▶ Задание A: Согласуются ли с текстом о Рублеве утверждения (i) «В летописи Прохор из Городца назван старцем», (ii) «В 1392 году Городец вошел в состав Тверского княжества» и (iii) «Источники сообщают, что Рублев был родом из Пскова»? На каждое ответьте «да» или «нет» и приведите точную цитату из текста, которая это решает.
▶ Задание B: Изложите в виде краткого списка абзац текста о Рублеве, который начинается словами «Для росписи церкви Благовещения». Сохраните его основные факты.

▶ Текст для чтения:

Наиболее ценным в летописном свидетельстве 1405 года является упоминание о трех живописцах: Феофане Гречине, Прохоре из Городца и Андрее Рублеве. При этом в отличие от Рублева, названного просто «чернецом», Прохор из Городца именуется «старцем». И хотя чернец и старец одинаково обозначали монаха, в этом можно видеть намек на б о льшую молодость Андрея Рублева по сравнению с Прохором. Так, летописец, говоря о смерти епископа коломенского Герасима, называет его «старцем» в значении старика, а не только монаха.[1070]

Для росписи церкви Благовещения, как мы видим, были собраны не только московские иконописцы. В тогдашней России были известны два Городца: один – в Тверской (Старица), другой – в Суздальской земле. Наиболее вероятно, что летопись имеет в виду именно второй, суздальский Городец, часто упоминаемый в известиях второй половины XIV века. В конце XIV века Городец на Волге и Суздаль были столицами удельного князя Бориса Константиновича. В 1392 году Городец был присоединен к Московскому княжеству.

Что же мы можем сказать на основании известий 1405 и 1408 года о самом Рублеве»

Источники наши молчат о происхождении Рублева, но вся его жизнь связана с Москвой, даже прозвище Рублев. Москвичи хорошо знают подмосковное село Рублево, может быть, чем—нибудь и связанное с нашим художником. Ведь другой замечательный иконный мастер XIV века, Парамша, изделия которого передавались от отца к сыну в роду великих московских князей, владел земельными участками.[1071] И Андрей Рублев не обязательно с юных лет должен был быть монахом, он мог принять монашество и позже, сделаться иноком после тяжких личных потерь, как многие другие. Поэтому часто повторяемая догадка о псковском происхождении московского живописца на том основании, что спустя 50 лет после его смерти существовал псковский посадник Рублев, представляется необоснованной.

▶ Исходные данные:
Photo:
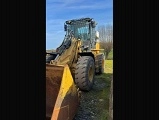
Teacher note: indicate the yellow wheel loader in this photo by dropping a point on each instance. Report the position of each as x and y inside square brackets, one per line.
[71, 68]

▶ Полный ответ A:
(i) Да: «Прохор из Городца именуется «старцем»».
(ii) Нет: «В 1392 году Городец был присоединен к Московскому княжеству».
(iii) Нет: «Источники наши молчат о происхождении Рублева».

▶ Полный ответ B:
- Для росписи церкви Благовещения собрали не только московских иконописцев.
- В тогдашней России было два Городца: один в Тверской земле (Старица), другой в Суздальской.
- Вероятнее всего, летопись имеет в виду суздальский Городец, который часто упоминается в известиях второй половины XIV века.
- В конце XIV века Городец на Волге и Суздаль были столицами удельного князя Бориса Константиновича.
- В 1392 году Городец присоединили к Московскому княжеству.